**Tasks to complete**
**a)** In the forum thread about the horse JD below, what price did the seller originally pay for him?
**b)** List every username that posts in the forum thread about the horse JD below, naming each one once.

**Text provided**
*****

# You're Inviting Trouble (critique?)



## BluMagic (Sep 23, 2007)

Here's a pic of JD. Let me know what you think! 












I'm trying to upload a video also.


----------



## kchfuller (Feb 1, 2008)

cute, i like! Need some more booty but cute!


----------



## BluMagic (Sep 23, 2007)

Video isn't processed yet...whatever that means. Haha.


----------



## morganshow11 (Dec 19, 2008)

I think she is absolutly gorgeous!!!!!


----------



## BluMagic (Sep 23, 2007)

"He" 





 
(Click the second link and press play for full size...)


----------



## morganshow11 (Dec 19, 2008)

Sorry^^^]


----------



## BluMagic (Sep 23, 2007)

Oh no its fine. (He's not mine yet!) Plus, I get that with Blu sometimes. Hehe.


----------



## jxclass19 (Feb 1, 2009)

Cute :] I love his face. He needs some more muscling in his butt though


----------



## LauraB (Nov 11, 2008)

Is this a horse you are looking at to buy?


----------



## BluMagic (Sep 23, 2007)

Yup. This is JD.

Seller bought him for $6000. Her asking price is originally $3500 but she said because I do 4-H and stuff she can go down to $2500.


----------



## LauraB (Nov 11, 2008)

How set are you on him?


----------



## BluMagic (Sep 23, 2007)

Fairly set. But there's no guarantees until I go see him...


----------



## LauraB (Nov 11, 2008)

To be honest he is an awfull mover, I don't think he is sound and I highly doubt he will pass a vet check. He does look like a nice quiet horse but I think you would have a lot of problems with his health. Even trying to bump him up would not make him a better mover because he is unsound. I hate to be harsh but if you are looking keep looking. that is my honest western pleasure eductated opinion.


----------



## BluMagic (Sep 23, 2007)

I really appreciate your replies. 

What makes you feel the way you do about his movement, soundness, etc?


----------



## LauraB (Nov 11, 2008)

It struck me right from the time she trotted him for showmanship. He is not reaching like he should be and his knee action makes him look very sore. At the trot under saddle again he was not reaching or moving smoothly. Also when you see a shot of him coming down the rail his rythym looks very off. His lope is not true at all. It is a very scrambly 4-beat gait. At the lope he looks sore in both his front end and back end. It looks painful for him to move. A different rider will not make this horse look more sound either. There is nothing smooth or free looking about the way he goes. IF IT CAN EVEN BE DONE you will have a ton of maintenance cost to get and keep this horse sound. Your $2500 horse will quickly cost you much more. In todays market I think you can find a much better and more sound horse for $2500.

*****

**Data section**
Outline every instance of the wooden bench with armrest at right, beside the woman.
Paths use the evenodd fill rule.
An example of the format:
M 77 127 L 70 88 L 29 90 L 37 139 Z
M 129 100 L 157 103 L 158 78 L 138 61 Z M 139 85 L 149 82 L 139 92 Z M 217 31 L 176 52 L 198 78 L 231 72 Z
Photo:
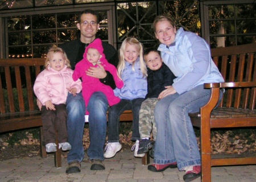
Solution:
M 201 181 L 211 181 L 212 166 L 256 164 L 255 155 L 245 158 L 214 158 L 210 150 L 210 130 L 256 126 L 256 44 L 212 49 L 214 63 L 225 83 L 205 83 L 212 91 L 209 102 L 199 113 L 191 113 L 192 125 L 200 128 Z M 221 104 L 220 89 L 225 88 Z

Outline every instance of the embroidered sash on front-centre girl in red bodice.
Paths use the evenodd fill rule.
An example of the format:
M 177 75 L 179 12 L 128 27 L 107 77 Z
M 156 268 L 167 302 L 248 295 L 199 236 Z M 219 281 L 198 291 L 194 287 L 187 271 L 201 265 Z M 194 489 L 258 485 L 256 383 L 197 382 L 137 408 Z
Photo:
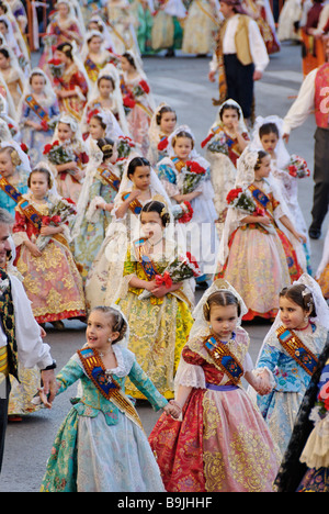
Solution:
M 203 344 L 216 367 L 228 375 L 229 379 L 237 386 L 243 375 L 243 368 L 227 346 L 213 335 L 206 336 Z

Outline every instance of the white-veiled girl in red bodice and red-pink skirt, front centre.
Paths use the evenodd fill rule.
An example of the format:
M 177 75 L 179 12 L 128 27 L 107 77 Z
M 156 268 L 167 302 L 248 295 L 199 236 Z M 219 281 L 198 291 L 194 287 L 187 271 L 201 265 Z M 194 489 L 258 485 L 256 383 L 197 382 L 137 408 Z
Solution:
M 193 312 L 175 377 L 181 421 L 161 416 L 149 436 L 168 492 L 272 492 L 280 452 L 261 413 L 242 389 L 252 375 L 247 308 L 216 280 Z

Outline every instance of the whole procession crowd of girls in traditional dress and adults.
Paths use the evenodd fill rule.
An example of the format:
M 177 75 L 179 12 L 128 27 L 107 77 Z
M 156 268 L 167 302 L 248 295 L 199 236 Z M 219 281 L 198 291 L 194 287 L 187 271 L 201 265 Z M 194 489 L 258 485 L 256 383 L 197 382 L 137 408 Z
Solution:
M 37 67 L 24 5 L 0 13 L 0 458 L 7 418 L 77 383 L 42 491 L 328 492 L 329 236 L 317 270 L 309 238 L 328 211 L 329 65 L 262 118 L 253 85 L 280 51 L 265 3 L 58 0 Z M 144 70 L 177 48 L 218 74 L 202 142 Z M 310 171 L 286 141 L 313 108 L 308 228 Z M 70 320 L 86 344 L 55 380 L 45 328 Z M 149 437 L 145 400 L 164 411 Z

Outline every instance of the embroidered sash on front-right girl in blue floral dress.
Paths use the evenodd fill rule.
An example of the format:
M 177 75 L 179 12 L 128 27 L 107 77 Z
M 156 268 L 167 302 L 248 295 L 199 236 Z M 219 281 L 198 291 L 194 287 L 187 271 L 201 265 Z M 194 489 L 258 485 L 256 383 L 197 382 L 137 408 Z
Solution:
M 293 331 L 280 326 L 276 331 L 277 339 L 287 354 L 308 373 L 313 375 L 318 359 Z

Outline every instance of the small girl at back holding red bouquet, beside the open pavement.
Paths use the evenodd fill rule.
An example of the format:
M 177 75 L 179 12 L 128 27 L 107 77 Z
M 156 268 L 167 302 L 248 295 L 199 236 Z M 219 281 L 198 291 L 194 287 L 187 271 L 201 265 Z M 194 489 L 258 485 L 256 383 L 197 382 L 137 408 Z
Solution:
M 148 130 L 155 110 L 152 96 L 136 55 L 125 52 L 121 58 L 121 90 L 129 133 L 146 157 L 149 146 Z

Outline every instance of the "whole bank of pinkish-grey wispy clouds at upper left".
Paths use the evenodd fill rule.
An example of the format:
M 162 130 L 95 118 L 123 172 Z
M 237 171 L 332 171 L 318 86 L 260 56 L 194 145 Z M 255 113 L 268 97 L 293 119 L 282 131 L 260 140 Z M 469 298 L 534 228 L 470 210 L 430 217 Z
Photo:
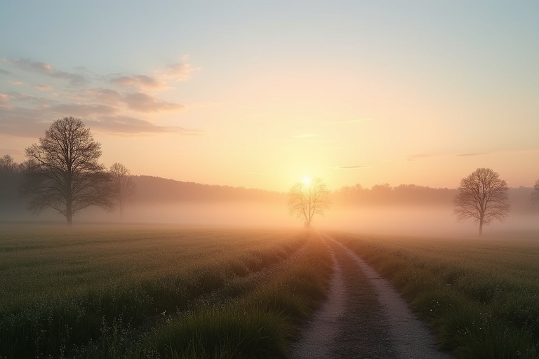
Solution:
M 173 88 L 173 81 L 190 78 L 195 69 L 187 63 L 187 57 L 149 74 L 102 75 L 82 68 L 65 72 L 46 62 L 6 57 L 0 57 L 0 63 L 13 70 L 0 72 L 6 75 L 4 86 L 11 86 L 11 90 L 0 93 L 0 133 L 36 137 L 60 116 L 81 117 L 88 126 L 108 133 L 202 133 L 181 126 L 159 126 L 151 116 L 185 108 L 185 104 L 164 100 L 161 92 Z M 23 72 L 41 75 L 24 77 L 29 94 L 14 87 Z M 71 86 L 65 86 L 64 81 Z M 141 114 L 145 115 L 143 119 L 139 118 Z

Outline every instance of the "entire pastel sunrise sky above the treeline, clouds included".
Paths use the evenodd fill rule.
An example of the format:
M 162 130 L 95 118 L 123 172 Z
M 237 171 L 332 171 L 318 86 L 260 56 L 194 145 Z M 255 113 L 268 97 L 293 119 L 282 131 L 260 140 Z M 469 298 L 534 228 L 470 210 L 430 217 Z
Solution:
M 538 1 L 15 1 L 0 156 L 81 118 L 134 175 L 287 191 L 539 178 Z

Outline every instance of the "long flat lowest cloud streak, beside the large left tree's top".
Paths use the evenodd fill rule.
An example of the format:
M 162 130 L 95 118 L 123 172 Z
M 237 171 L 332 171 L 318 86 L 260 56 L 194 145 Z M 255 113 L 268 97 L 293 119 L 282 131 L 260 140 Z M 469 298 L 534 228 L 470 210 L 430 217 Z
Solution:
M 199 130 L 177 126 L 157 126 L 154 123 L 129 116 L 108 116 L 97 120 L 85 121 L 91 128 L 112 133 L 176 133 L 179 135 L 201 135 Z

*****

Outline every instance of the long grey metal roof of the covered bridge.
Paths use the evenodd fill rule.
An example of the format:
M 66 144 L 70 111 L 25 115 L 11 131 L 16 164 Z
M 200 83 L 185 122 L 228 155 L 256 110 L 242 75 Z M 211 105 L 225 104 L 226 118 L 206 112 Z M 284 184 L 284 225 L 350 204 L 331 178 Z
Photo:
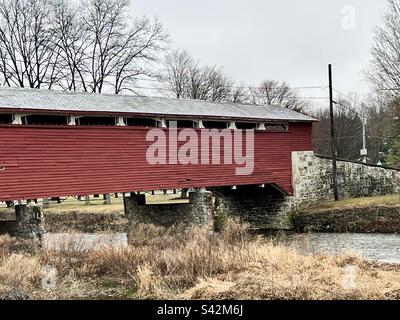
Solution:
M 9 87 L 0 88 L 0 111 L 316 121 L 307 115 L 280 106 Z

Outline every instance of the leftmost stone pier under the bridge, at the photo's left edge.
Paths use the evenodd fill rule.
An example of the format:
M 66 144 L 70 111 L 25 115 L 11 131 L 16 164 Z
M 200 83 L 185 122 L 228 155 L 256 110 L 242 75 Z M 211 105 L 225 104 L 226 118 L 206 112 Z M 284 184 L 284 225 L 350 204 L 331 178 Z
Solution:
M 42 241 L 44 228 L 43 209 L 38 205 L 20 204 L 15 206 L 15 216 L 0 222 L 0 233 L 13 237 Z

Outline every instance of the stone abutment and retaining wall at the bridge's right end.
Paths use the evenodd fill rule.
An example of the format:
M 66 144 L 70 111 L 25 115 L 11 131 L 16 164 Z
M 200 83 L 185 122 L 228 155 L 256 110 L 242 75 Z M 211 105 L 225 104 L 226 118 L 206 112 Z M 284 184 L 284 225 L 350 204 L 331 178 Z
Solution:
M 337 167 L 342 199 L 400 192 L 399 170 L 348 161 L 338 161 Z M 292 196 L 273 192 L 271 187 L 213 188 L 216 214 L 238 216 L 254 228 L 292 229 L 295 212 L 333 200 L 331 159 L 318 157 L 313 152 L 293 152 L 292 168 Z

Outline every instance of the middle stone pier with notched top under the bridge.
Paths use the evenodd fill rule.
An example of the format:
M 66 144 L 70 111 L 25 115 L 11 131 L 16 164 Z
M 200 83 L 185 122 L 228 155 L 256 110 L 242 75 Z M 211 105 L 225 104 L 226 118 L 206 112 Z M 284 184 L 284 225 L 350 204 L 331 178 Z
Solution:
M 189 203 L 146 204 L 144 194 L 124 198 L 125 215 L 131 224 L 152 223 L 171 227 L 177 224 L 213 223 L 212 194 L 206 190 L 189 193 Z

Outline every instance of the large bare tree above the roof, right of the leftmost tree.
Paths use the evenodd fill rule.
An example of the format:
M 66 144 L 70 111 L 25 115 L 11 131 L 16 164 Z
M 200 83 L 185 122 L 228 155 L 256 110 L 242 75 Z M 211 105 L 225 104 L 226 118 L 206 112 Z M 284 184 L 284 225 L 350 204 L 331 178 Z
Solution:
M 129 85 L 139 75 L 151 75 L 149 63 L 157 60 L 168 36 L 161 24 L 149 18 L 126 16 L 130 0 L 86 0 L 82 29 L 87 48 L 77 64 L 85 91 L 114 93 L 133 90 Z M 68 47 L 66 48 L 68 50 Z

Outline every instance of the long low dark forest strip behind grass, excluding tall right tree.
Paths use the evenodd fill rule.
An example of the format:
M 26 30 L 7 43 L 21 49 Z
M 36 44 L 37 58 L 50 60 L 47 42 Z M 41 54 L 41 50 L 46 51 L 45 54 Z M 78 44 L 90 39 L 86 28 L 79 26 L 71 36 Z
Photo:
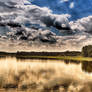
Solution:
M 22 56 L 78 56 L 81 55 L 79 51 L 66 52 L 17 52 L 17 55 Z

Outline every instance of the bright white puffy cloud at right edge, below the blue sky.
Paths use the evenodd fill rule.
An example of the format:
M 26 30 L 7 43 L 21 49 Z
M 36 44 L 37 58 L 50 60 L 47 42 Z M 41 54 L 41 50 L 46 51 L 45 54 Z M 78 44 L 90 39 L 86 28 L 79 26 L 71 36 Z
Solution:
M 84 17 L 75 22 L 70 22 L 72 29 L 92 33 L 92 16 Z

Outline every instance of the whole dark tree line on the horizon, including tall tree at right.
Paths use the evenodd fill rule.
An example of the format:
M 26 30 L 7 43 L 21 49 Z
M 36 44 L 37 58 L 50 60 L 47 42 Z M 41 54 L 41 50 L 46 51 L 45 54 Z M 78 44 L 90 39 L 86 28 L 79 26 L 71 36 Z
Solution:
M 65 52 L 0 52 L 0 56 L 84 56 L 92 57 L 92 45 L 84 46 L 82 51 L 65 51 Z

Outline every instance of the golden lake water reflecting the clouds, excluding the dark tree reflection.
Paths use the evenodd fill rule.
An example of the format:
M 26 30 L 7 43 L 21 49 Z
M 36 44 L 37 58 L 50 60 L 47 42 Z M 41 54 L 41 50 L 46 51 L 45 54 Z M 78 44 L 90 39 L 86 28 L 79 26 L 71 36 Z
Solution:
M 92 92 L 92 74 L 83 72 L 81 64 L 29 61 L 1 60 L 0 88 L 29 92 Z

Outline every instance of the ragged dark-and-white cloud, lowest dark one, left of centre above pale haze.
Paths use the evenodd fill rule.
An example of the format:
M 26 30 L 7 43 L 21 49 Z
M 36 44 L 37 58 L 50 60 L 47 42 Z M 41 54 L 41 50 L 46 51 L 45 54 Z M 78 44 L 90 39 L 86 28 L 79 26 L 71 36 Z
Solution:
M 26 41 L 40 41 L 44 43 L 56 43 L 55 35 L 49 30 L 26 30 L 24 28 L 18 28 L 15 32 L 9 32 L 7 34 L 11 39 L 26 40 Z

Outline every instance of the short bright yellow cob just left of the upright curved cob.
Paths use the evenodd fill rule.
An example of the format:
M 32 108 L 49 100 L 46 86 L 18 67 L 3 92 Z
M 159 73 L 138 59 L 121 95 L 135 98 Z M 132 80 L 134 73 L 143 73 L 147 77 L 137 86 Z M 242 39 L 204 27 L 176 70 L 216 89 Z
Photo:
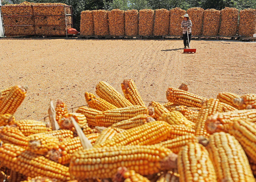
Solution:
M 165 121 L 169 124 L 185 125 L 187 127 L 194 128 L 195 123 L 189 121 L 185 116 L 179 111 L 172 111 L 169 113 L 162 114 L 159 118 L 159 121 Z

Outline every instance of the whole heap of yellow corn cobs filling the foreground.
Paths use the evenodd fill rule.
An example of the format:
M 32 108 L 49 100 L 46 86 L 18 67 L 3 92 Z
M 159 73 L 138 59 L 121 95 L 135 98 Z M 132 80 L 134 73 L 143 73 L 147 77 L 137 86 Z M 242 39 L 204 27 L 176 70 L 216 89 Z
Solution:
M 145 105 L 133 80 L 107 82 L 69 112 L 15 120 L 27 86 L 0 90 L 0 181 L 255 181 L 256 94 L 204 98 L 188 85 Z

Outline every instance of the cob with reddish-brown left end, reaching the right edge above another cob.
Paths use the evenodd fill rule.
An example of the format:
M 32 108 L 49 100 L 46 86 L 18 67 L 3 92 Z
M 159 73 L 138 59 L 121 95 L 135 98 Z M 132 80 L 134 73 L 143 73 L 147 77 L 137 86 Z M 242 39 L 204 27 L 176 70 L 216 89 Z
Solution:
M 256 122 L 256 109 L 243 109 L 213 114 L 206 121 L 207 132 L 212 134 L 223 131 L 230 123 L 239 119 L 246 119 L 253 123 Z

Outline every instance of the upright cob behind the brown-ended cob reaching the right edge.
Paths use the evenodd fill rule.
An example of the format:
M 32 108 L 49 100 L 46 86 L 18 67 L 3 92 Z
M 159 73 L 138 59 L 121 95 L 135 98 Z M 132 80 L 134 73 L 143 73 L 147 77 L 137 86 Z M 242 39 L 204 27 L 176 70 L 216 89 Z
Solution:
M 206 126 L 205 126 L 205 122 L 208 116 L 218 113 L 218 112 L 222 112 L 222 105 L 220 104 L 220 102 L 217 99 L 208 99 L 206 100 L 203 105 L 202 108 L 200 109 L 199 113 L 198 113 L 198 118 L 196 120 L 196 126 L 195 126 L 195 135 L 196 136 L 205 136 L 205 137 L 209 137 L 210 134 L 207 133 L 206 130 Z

*****

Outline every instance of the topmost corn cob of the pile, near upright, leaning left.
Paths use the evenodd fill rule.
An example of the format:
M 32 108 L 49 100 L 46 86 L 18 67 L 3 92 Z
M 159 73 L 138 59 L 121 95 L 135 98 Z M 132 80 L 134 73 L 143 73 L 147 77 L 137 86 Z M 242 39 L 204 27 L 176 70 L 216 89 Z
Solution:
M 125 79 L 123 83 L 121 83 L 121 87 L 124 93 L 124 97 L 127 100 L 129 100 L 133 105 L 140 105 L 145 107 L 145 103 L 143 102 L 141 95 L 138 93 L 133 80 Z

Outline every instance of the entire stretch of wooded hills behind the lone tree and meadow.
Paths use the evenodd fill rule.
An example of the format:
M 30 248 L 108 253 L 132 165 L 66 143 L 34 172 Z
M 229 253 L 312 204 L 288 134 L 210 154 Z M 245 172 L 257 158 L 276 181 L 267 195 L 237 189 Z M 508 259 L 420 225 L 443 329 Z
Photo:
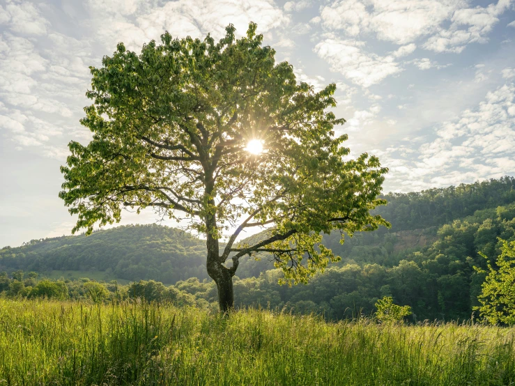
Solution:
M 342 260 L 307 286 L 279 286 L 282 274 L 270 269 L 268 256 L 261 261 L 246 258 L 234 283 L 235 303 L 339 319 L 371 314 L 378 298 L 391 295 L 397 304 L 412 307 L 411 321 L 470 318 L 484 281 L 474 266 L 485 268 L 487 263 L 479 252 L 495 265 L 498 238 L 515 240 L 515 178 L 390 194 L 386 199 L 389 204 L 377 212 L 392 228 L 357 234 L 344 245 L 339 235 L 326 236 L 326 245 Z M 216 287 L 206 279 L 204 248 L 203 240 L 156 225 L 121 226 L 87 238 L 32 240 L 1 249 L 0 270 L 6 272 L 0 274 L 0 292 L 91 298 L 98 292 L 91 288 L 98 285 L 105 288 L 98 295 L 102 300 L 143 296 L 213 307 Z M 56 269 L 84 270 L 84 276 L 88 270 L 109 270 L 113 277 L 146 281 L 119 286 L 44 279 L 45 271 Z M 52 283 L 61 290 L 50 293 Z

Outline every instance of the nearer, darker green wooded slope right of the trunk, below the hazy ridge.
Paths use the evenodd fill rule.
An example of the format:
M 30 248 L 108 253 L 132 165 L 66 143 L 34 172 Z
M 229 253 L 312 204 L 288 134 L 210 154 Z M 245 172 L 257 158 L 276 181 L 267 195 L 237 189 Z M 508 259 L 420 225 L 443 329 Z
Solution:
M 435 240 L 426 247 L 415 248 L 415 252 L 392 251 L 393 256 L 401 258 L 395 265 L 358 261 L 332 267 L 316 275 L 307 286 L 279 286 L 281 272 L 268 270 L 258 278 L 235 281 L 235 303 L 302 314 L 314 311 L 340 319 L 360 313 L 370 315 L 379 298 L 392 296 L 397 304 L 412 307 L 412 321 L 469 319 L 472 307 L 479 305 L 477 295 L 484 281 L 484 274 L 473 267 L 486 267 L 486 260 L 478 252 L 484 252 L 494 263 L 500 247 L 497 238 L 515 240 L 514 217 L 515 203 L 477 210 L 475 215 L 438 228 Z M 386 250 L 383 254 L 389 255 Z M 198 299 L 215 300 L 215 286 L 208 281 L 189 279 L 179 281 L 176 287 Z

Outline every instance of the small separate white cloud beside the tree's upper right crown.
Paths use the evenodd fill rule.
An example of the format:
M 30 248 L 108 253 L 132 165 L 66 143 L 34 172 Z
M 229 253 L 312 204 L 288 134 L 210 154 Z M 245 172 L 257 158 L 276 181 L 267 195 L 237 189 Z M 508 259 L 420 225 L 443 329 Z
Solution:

*****

**Exercise answers**
**a)** The seller bought him for $6000.

**b)** BluMagic, kchfuller, morganshow11, jxclass19, LauraB